◆ GIVEN INSTRUCTION
Recast the entries as a JSON list of strings, one per line, starting at the line containing "query (the noun phrase to segment): **brown" and ending at the last line of the entries. Leave out blank lines.
◇ ◇ ◇ ◇ ◇ ◇ ◇
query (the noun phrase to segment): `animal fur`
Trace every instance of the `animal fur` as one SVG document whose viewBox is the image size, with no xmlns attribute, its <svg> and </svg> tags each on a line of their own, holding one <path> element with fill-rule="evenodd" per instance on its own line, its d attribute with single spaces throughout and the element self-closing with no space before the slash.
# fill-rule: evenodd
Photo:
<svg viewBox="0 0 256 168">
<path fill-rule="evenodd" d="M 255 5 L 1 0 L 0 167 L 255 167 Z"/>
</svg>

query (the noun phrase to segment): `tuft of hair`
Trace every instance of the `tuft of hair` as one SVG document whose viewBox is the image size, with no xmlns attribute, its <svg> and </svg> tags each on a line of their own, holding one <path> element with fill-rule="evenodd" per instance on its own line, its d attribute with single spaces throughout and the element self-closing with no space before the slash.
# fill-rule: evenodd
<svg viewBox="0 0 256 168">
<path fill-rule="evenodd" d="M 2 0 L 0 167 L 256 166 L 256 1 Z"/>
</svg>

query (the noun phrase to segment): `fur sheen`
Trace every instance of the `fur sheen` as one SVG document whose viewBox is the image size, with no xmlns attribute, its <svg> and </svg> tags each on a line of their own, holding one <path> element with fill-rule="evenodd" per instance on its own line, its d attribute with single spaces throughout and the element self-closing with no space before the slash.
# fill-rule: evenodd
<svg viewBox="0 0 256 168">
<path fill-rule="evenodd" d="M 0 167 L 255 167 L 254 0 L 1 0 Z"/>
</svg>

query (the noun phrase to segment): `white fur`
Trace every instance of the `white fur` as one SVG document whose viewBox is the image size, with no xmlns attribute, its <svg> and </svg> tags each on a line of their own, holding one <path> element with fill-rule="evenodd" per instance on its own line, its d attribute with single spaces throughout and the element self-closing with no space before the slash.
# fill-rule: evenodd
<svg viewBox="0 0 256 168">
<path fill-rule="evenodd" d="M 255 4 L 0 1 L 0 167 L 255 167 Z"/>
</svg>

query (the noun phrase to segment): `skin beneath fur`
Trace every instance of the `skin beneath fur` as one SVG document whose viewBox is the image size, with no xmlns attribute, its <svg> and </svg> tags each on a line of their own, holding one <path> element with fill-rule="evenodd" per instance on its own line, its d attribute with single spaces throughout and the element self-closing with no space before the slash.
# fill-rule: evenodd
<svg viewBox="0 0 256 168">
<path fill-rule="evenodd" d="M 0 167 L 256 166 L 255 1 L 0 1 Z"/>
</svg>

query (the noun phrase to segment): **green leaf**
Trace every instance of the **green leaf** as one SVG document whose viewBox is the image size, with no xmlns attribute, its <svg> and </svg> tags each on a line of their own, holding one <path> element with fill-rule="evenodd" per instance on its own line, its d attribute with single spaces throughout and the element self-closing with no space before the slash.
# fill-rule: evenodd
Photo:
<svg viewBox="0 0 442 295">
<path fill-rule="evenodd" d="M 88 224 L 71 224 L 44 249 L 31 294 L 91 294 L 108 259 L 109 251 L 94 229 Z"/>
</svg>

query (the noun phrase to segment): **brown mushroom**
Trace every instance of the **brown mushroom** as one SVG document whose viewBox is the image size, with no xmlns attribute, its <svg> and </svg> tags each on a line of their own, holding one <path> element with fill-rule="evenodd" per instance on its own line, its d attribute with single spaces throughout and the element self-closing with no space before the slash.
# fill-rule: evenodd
◇ ◇ ◇ ◇ ◇ ◇ ◇
◆ SOLVED PROBLEM
[
  "query (the noun phrase to segment): **brown mushroom**",
  "Trace every instance of the **brown mushroom** as one SVG document whose viewBox is the image size, with no xmlns attribute, its <svg> and </svg> tags each on a line of their own, holding one <path> element with fill-rule=\"evenodd\" per instance on its own line, its d attribute with single spaces throughout and the element self-closing with no space before the slash.",
  "# fill-rule: evenodd"
]